## PROVIDED TEXT
But mayor’s wife Nichole never entered her imagination. And yet here she is – a journalist, historian, author, “CityNews” columnist, true-crime podcaster, and for the last 24 years, the wife of the Mayor of Queanbeyan.

“It’s just one of the many things that have evolved along the winding, interesting road of life,” Nichole said.

She stirred her cappuccino and looked out through the steamed-up windows of the Queanbeyan Golf Club. 

It’s peaceful here. Along the walls are trophies and decades-old photos of club champions, the pictures getting grainier and the hair bigger the further you go back in time. Outside, a mob of kangaroos sprawl listlessly over the glistening greens. 

It’s a special place for Nichole, whose links with Queanbeyan are well established.

The city will always be dear to her, it’s where she met her husband, chose to raise their two sons and where she feels every inch the local.

“This is quintessential Queanbeyan, the kangaroos, the community, the river is just down there… it’s a magical place,” she said.

While Queanbeyan has provided an ideal setting in which to raise her family, Nichole’s own childhood in Griffith was less rosy. 

“Dad had issues with alcohol, the family home was violent; we had no money and mum wound up a single mum of three small children by the time she was 25,” said Nichole.

Her body stiffened; it became clearly evident she was uncomfortable discussing this period of her life.

“Things were tough,” she said.

“One strong memory that has stayed with me was my father telling me I would never amount to anything.

“And yet I remember thinking to myself, no, I will amount to something, I will do something with my life.”

That she did.

The first person in her family to attend university, Nichole left home for Canberra at 18 to study journalism.

Coming from Griffith she felt Queanbeyan would be more like home than Canberra.

“Canberra was a big city and I was a little country girl,” she said.

“I felt more comfortable living in the environment that Queanbeyan offered; I’m still here, more than 30 years later.”

Upon graduating, she cut her journalistic teeth with the “Tumut and Adelong Times”. 

Some years later – having moved back to Queanbeyan – with nothing more than $500 to her name and a burning desire to establish her own business, she started “The Entertainer”, a showbiz magazine, serving as owner-editor.

It was around this time, at a party in Queanbeyan, that she met her future husband Tim Overall. He was chief of the NSW Ambulance Service and living in Sydney at the time.

## GOALS
**a.** In the profile of Nichole, what magazine did she start with $500, and what role did she hold at it?
**b.** Name each role that the first paragraph of the profile of Nichole gives her.
**c.** Pick up the profile of Nichole after its final sentence and keep writing it.

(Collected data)
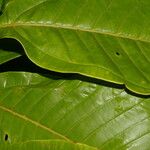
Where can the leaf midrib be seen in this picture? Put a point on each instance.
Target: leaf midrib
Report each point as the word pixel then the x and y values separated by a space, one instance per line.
pixel 23 117
pixel 74 28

## ANSWER SET
**a.** She started "The Entertainer," a showbiz magazine, and served as its owner-editor.

**b.**
- Journalist
- Historian
- Author
- "CityNews" columnist
- True-crime podcaster
- Wife of the Mayor of Queanbeyan (for the last 24 years)

**c.**
Notwithstanding the fact that Tim came from a well-known family with strong links to Canberra’s planning, what struck her most about him was his kindness.

“He’s a lovely, warm man,” Nichole said.

“He’s attentive and he’s interested in people and I found that very attractive.”

They dated for a short time before a marriage proposal was made.

Never one to miss an opportunity, Nichole didn’t wait for Tim to ask, she got in first, floating the idea while he was driving through Sydney.

“I just blurted it out: ‘How about getting married then?’,” she said.

“He didn’t answer me at first because he thought I was joking, but he accepted. We married at the Catholic church in Tumut not long after and this year we celebrated our 24th wedding anniversary.”

Tim and Nichole’s life was no different to other young couples raising a family in Queanbeyan. 

They both held down interesting jobs, Tim with the ACT Red Cross and Nichole a real estate agent for a time.

While politics was not on the horizon for them then, once Tim was elected to Queanbeyan City Council in 2004, and certainly when he became mayor in 2008, Nichole was there to support him.

As the wife of the mayor, she is given all sorts of interesting titles including “Lady Mayoress” and the “First Lady of Queanbeyan”. 

Nichole takes it all in her stride, not taking herself too seriously, but the obligations of the role are not lost on her.

“It’s a great compliment to be the mayor’s wife, I am very happy to be there to be seen as supporting him in what he’s doing, it’s a huge privilege,” she said.

Of course, with holding public office, you must take the rough with the smooth, sometimes people are unfair with their judgements, but you learn not to personalise any criticism, she said.

“We don’t see what we do as a chore or a job or a stepping stone, our commitment has always been to Queanbeyan,” she said.

“If you do the right thing by the Queanbeyan community, they do the right thing by you.”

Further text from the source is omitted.